* **TASK GOAL**: Apart from the pictures, every record here must be copied word for word.

* **DATA TO USE**:

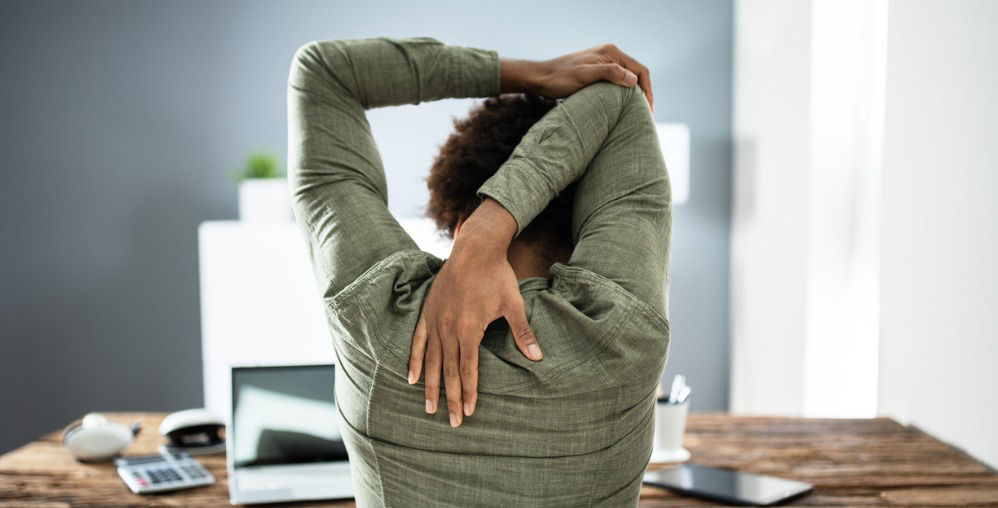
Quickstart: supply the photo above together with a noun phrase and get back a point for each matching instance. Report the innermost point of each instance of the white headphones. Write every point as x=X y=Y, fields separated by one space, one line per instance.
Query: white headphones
x=95 y=438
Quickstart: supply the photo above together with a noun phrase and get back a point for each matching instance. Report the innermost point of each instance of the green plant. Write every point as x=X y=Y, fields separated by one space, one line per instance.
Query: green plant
x=259 y=165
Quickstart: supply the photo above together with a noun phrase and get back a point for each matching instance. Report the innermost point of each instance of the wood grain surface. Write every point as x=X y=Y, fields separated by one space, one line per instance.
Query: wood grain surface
x=851 y=463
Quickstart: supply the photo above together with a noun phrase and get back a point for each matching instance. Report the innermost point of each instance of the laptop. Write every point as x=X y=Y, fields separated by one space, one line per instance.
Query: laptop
x=283 y=441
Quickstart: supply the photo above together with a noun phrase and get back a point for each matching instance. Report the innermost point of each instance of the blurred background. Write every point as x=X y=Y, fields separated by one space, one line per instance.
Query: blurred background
x=834 y=255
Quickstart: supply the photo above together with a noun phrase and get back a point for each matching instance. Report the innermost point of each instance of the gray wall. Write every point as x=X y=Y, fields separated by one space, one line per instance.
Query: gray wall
x=122 y=120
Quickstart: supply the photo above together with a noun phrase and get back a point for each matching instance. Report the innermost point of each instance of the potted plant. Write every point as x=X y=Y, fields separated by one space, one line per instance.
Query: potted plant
x=263 y=192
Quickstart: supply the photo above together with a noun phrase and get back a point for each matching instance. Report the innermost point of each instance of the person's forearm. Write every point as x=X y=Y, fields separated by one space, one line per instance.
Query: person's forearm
x=383 y=71
x=520 y=75
x=555 y=151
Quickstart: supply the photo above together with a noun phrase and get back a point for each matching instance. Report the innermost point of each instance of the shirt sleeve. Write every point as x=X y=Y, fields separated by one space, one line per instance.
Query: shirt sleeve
x=603 y=138
x=337 y=182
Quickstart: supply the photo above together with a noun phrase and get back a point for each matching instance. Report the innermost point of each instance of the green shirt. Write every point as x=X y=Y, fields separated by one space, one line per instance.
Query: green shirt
x=572 y=430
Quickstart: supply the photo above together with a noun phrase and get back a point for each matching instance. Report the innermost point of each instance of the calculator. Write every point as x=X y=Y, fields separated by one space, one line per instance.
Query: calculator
x=160 y=473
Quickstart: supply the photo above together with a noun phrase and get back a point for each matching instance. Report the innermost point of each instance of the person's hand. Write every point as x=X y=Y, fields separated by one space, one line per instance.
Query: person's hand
x=476 y=286
x=563 y=76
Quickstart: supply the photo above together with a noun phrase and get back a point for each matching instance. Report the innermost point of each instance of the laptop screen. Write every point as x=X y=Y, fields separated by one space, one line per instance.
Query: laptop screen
x=284 y=415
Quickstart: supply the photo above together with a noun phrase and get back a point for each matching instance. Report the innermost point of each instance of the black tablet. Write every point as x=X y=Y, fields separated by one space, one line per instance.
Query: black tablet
x=726 y=485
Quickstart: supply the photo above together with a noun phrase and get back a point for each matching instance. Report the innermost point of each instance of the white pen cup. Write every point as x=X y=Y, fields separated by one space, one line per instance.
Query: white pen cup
x=670 y=425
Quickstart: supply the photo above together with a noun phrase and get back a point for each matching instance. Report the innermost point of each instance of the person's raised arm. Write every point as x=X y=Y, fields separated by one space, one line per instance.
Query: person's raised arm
x=469 y=292
x=338 y=187
x=604 y=138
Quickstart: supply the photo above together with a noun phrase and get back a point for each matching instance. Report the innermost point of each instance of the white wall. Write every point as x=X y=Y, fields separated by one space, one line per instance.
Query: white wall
x=768 y=246
x=939 y=285
x=806 y=123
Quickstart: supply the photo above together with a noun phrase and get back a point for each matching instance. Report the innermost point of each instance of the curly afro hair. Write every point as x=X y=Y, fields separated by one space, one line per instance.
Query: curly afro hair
x=473 y=153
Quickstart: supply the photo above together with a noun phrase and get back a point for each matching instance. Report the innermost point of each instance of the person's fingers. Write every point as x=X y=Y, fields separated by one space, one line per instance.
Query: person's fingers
x=469 y=373
x=644 y=75
x=522 y=333
x=452 y=379
x=432 y=371
x=611 y=72
x=417 y=350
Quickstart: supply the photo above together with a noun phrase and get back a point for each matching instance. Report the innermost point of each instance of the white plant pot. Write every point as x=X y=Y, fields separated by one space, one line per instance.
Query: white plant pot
x=264 y=199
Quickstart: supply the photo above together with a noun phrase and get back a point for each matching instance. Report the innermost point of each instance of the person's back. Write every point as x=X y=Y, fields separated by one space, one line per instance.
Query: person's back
x=574 y=429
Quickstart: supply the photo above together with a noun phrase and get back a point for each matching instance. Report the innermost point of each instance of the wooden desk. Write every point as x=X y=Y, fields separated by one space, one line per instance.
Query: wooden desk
x=850 y=462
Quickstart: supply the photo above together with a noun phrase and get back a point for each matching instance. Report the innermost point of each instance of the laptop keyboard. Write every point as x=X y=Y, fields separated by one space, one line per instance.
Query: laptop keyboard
x=290 y=476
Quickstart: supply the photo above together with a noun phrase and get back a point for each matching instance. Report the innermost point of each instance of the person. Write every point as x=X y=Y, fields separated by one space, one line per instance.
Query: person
x=549 y=365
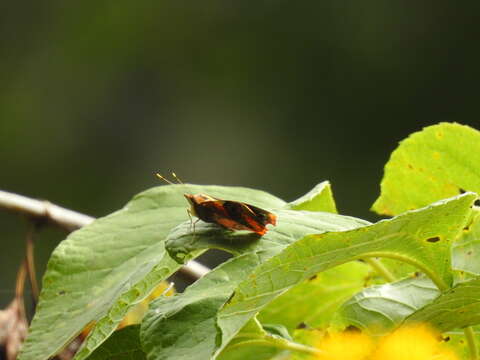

* **ANSWER TO THIS PROBLEM**:
Quickstart: supply the photo above together with a noun phrase and get back a point for each matching instance. Report the innermost point of each instance of the white headphones. Write every point as x=X y=Y, fields separated by one space, one line per instance.
Query: white headphones
x=95 y=438
Quickstart: supply the photo above together with a noun phrase and get back a point for each matching instance. Report the innermost point of each instance of the green plant. Write every point as x=X y=Y, fields separated by one space, one line per instance.
Query: green plant
x=259 y=165
Quickstart: supply the photo above together with a noun phrase and get back a point for each matching instance. Report the innermost point of each instance of the wood grain surface. Write every point as x=X y=Y, fields separated by one space, one line per instance.
Query: wood grain surface
x=851 y=463
Quickstart: supply the photo above together with a noun phrase and get back a point for each matching instance. Report the innermost point of each instance of the laptop. Write every point as x=X y=Y, fields separated by one space, one line per instance.
Query: laptop
x=283 y=441
Quickstart: supply the photo above together with a noun phrase and get back a point for each matching instance. Report the innermost point of each instance of the blurred background. Write every point as x=X y=Y, fields separated by one space, one line per instance.
Query: blurred background
x=834 y=255
Quickstart: supply the photo above together with a noun phrase and get back a point for each matching instance. Report the innermost point of each instance of the gray wall. Write every point as x=X y=Y, fields separated by one space, one line per instance.
Query: gray wall
x=122 y=120
Quickstart: supply the photo above together with a noun phrase and get back a point for each matching instance. Report the innermost point of each instance of the potted plant. Write every point as x=X y=Y, fields separated by one space, one line per instance.
Query: potted plant
x=263 y=192
Quickstart: supply the photo above together with a noun phrase and get back a point for each matching instance. Report the innermost point of each instance of the person's forearm. Write every point as x=X y=Y, fields separated by one space, one line per instance.
Query: person's forearm
x=383 y=71
x=520 y=75
x=555 y=151
Quickstart: supply the photo above together with a noun phrase and get back a point for each matching instance. Report the innermost point of each instance of the shirt sleeve. Write every point as x=X y=Y, fields separated by one space, one line per instance.
Query: shirt sleeve
x=603 y=138
x=337 y=182
Quickstart: supply the photo above together with a noun phrase and get back a point for each matching instance. Report the innermost point of each instance of the green shirt. Write every point as x=X y=Y, fields separated by one space, one line per instance.
Query: green shirt
x=572 y=430
Quickstart: supply the photo above together with a noun phrase and get back a point for each matching instance. Report the innermost point of each instance of the calculator. Write every point as x=X y=Y, fields separated by one space, one line per instance.
Query: calculator
x=160 y=473
Quickstart: supply the photo above together with a noun phrase and get back a point for each matching instance. Report the innermost point of each instance of the person's hand. Write every point as x=X y=Y, fields separated by one space, one line per instance.
Query: person's hand
x=476 y=286
x=563 y=76
Quickstart: supply the photo above together with a noun phrase and get back a point for each matching instance. Report the innermost point of each instance of the laptop screen. Write every point as x=X y=Y, fields separated by one space, one line per instance.
Query: laptop screen
x=284 y=415
Quickstart: supply the photo above together with a noun phrase and get back a point for each matching instance. Report the innermost point of each instance of the black tablet. Write every point as x=X y=Y, fields separated by one space, one line per instance.
Query: black tablet
x=726 y=485
Quickstart: supply the photo above together with a noun phrase and get back a point for each matching instance. Report the innermost point of each instance of the white pen cup. Write every point as x=X y=Y, fields separated by one space, one line per instance.
Query: white pen cup
x=670 y=425
Quickstart: supply the photo above together with a noun phrase and get back a point for each matching instance. Report the innermost point of each instance of the person's raised arm. Write every point as x=X y=Y, fields separated by one space, one line per instance.
Query: person's raised arm
x=469 y=292
x=338 y=187
x=604 y=138
Quickstart: supply the photo above together with a noun phrase and get back a point for each matching instance. Report the innermost point of each instance of the white wall. Write every point as x=X y=Y, fields separated by one space, one line per instance.
Query: white wall
x=768 y=246
x=939 y=285
x=806 y=123
Quickstart: supply the photo above together with a noun phrase and get back a point for each matching instance. Report the innermost point of each instance of the curly afro hair. Write every point as x=X y=Y, fields separated by one space, one line per instance.
Query: curly afro hair
x=473 y=153
Quickstart: supply the photo above together with a noun phrase and get back a point for each matching instance. Report the innermost point of each instance of the person's fingers. Write every point as x=X y=Y, fields separated by one space, one line per instance.
Query: person's fingers
x=469 y=373
x=644 y=75
x=522 y=333
x=452 y=379
x=432 y=371
x=611 y=72
x=417 y=350
Quickstart: supply the photo above together with a noun phrase and get back a point for each matching instance. Report the innermost point of each instance of the white plant pot. Write every point as x=X y=Y, fields separated by one space, one line per instance.
Query: white plant pot
x=264 y=199
Quickstart: supply the photo above together with a noun phrase and get back a point for each matching instance. Report the innermost point of each instance of the person's back. Write every point as x=X y=Y, fields separated by one space, one line per instance.
Query: person's back
x=574 y=429
Quickstart: supply the photo above together with a noun phrase and get back a point for each matching instance. Report the innermost point of each instance of the wooden desk. Write every point as x=X y=Y, fields separated by one space, one line per instance.
Query: wooden desk
x=850 y=462
Quickstart: supply the photo above together with a noun phrase and get back a point for each matching instance. Report the innermost point of each instance of the laptop keyboard. Write every point as x=X y=Y, fields separated by one space, one line per instance.
Query: laptop keyboard
x=290 y=476
Quickstart: supply the photo above together with a noun phrase and get back a point for each matching instance. Report the innermost point of each instance of the person. Write every point as x=X y=Y, fields separated by one space, one line per instance.
Query: person
x=549 y=365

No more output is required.